[Start of Supplied material]

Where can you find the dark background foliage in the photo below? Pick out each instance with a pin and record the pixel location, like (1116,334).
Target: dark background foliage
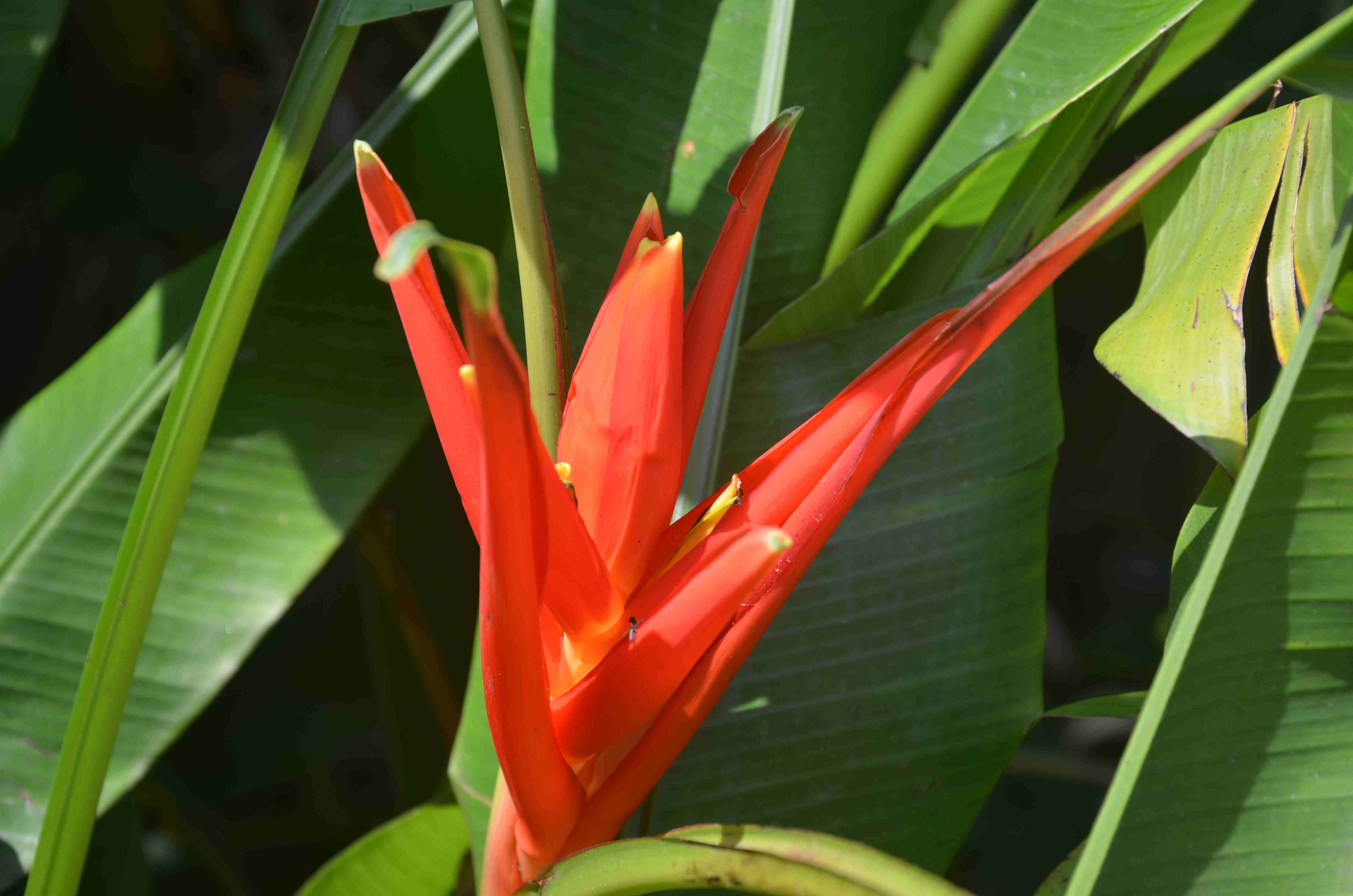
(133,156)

[End of Supplied material]
[Start of Supplied material]

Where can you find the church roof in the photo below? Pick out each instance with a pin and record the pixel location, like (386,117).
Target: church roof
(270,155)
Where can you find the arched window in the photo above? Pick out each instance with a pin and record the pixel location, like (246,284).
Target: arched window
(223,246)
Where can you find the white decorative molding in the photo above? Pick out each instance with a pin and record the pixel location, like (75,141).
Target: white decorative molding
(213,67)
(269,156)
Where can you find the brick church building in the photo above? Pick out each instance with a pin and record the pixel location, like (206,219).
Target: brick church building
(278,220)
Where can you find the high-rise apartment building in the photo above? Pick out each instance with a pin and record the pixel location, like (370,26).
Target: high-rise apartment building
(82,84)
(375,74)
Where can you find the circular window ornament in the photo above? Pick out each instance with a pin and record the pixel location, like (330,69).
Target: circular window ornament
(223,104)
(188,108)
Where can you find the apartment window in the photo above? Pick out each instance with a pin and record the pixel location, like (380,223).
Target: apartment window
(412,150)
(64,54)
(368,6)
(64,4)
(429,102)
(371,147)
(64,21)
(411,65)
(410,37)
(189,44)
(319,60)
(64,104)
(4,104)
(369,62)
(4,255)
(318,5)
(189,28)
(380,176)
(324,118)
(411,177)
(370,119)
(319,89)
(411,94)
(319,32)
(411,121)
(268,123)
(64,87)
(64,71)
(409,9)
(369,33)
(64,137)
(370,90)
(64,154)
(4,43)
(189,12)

[End of Supplied material]

Problem requirements:
Report each line of the material above that contains the string "church", copying every such line in full.

Written answer:
Where can you find the church roof in the photo below? Pick out each instance with a pin and record the pixel location, like (386,117).
Target: church roof
Where can you find the brick church building in the photo above? Pick out each instance with a pin and record the pixel location, like (206,219).
Target: brick church building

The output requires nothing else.